_TRY IT_
The expected result is a word-for-word copy of the entries, minus any pictures.

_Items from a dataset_
- - - -
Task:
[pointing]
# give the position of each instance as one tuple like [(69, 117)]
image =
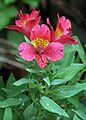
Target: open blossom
[(63, 33), (26, 22), (42, 47)]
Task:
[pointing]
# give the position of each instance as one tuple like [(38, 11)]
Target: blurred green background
[(75, 10)]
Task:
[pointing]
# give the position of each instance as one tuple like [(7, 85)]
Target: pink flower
[(63, 33), (42, 48), (26, 22)]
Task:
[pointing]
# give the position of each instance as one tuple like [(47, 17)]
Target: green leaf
[(1, 113), (47, 80), (76, 117), (21, 82), (9, 1), (80, 50), (70, 71), (10, 82), (6, 15), (32, 3), (80, 113), (51, 106), (27, 40), (8, 114), (69, 90), (16, 90), (13, 101), (66, 74), (80, 109), (28, 112)]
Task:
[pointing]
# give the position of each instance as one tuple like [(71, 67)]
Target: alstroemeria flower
[(42, 48), (63, 33), (26, 22)]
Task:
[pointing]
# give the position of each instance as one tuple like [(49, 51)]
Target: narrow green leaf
[(8, 114), (69, 90), (13, 101), (76, 117), (80, 108), (80, 50), (80, 113), (28, 112), (47, 80), (70, 71), (51, 106), (21, 82)]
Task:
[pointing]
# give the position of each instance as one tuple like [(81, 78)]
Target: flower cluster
[(46, 44)]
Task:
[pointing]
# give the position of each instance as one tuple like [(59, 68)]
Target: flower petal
[(65, 24), (67, 39), (20, 29), (55, 51), (40, 32), (27, 51), (34, 14), (51, 29), (40, 61)]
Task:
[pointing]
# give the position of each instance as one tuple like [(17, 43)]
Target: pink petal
[(20, 29), (40, 32), (55, 51), (34, 14), (67, 39), (64, 25), (27, 51), (51, 29), (41, 61)]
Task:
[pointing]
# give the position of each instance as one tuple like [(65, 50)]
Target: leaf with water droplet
[(51, 106)]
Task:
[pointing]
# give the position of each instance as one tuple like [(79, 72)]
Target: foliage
[(56, 92)]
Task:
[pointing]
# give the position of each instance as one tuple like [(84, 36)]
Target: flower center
[(39, 42), (58, 32)]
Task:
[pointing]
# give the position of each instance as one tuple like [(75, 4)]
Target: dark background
[(75, 10)]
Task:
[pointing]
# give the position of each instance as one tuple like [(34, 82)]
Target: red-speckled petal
[(27, 51), (41, 61), (40, 32), (67, 40), (55, 51)]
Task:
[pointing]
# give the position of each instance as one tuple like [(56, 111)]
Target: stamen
[(40, 42)]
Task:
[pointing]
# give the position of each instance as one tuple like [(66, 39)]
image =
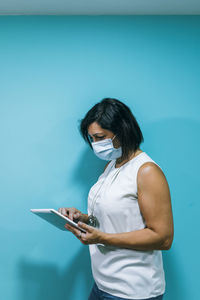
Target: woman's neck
[(120, 162)]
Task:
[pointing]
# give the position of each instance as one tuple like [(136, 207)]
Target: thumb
[(85, 226)]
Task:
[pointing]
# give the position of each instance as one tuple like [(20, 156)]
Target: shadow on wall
[(47, 282), (174, 144)]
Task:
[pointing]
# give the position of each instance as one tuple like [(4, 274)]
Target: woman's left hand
[(92, 235)]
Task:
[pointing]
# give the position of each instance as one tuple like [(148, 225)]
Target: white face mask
[(105, 150)]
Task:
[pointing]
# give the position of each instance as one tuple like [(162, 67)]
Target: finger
[(72, 229), (85, 226), (63, 211), (77, 215)]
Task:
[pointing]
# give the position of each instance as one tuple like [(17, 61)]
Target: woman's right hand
[(73, 214)]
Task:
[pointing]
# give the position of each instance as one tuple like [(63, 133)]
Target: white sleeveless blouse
[(124, 273)]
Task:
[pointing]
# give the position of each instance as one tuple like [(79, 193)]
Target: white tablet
[(55, 218)]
- - - -
_RESPONSE AREA_
Task:
[pointing]
# give the position of each instance as one tuple like [(69, 117)]
image =
Target: open blossom
[(63, 33), (26, 22), (42, 47)]
Task:
[pointing]
# give the position of each instance as one tuple like [(38, 11)]
Target: blurred green background
[(75, 10)]
Task:
[pointing]
# give the position of each instance as one tuple like [(7, 85)]
Target: pink flower
[(63, 33), (42, 48), (26, 22)]
Task:
[pointing]
# give the position of each instance as one tuple like [(47, 17)]
Target: green leaf
[(1, 113), (47, 80), (76, 117), (21, 82), (9, 1), (80, 50), (70, 71), (10, 82), (6, 15), (32, 3), (80, 113), (51, 106), (27, 40), (8, 114), (69, 90), (16, 90), (13, 101), (66, 74), (80, 109), (28, 112)]
Task:
[pointing]
# give the position of each instance as one tuple like [(71, 67)]
Target: alstroemeria flower
[(42, 48), (63, 33), (26, 22)]
Task:
[pointing]
# give the position of each instance as one tuple like [(49, 51)]
Target: narrow green leaf
[(8, 114), (69, 90), (13, 101), (76, 117), (80, 108), (80, 50), (80, 113), (28, 112), (47, 80), (70, 71), (51, 106), (21, 82)]
Task:
[pointing]
# give the position of each instance as one tuple like [(81, 78)]
Target: flower cluster
[(46, 44)]
Task:
[pointing]
# give the position of each instance as one tuple like [(59, 68)]
Target: flower petal
[(65, 24), (67, 39), (20, 29), (55, 51), (40, 32), (27, 51), (34, 14), (51, 29), (40, 61)]
Task:
[pointing]
# give the position of each instance as one tuple like [(17, 43)]
Target: pink petal
[(20, 29), (40, 32), (55, 51), (34, 14), (67, 39), (64, 25), (27, 51), (51, 29), (41, 61)]
Task:
[pointing]
# give the position of each instance as one tuple like [(65, 50)]
Target: leaf with water droplet
[(51, 106)]
Task:
[pointing]
# give the position of each instance as one tuple like [(79, 72)]
Target: foliage
[(56, 92)]
Task:
[pointing]
# give the position of each instance as one tuple like [(84, 36)]
Target: flower center
[(39, 42), (58, 32)]
Task:
[pointing]
# give the position of each instance as one tuple like [(75, 4)]
Target: dark background
[(75, 10)]
Task:
[pointing]
# give the position of each instance as one tuple like [(34, 82)]
Target: red-speckled petal
[(27, 51), (41, 61), (40, 32), (67, 40), (55, 51)]
Task:
[pointing]
# give the position of each instance as one tuple like [(56, 111)]
Target: stamen
[(40, 42)]
Task:
[pointing]
# give the position of each instance as one tuple like [(66, 39)]
image =
Target: woman's neck
[(120, 162)]
Task:
[pointing]
# give the position of each instance as one tuple like [(136, 207)]
Target: thumb
[(85, 226)]
Task:
[pointing]
# give the position of each instance as one tuple like [(20, 156)]
Target: shadow on wall
[(47, 282), (174, 144)]
Task:
[pointing]
# give the position of each instance as one tuple like [(4, 274)]
Target: woman's left hand
[(92, 235)]
Task:
[pointing]
# give the position of each instance as one tuple like [(148, 225)]
Target: white face mask
[(105, 150)]
Task:
[pointing]
# give the position of each instance as one tuple like [(162, 67)]
Target: finger
[(72, 229), (85, 226), (63, 211), (77, 215)]
Task:
[pointing]
# give the position of each instance as one tuple like [(17, 61)]
Target: woman's right hand
[(73, 214)]
Task:
[pointing]
# give the position of each instance as one tuple like [(63, 133)]
Target: white sleeveless blouse
[(124, 273)]
Task:
[pointing]
# give the position of each instance as one tuple like [(79, 193)]
Target: white tablet
[(55, 218)]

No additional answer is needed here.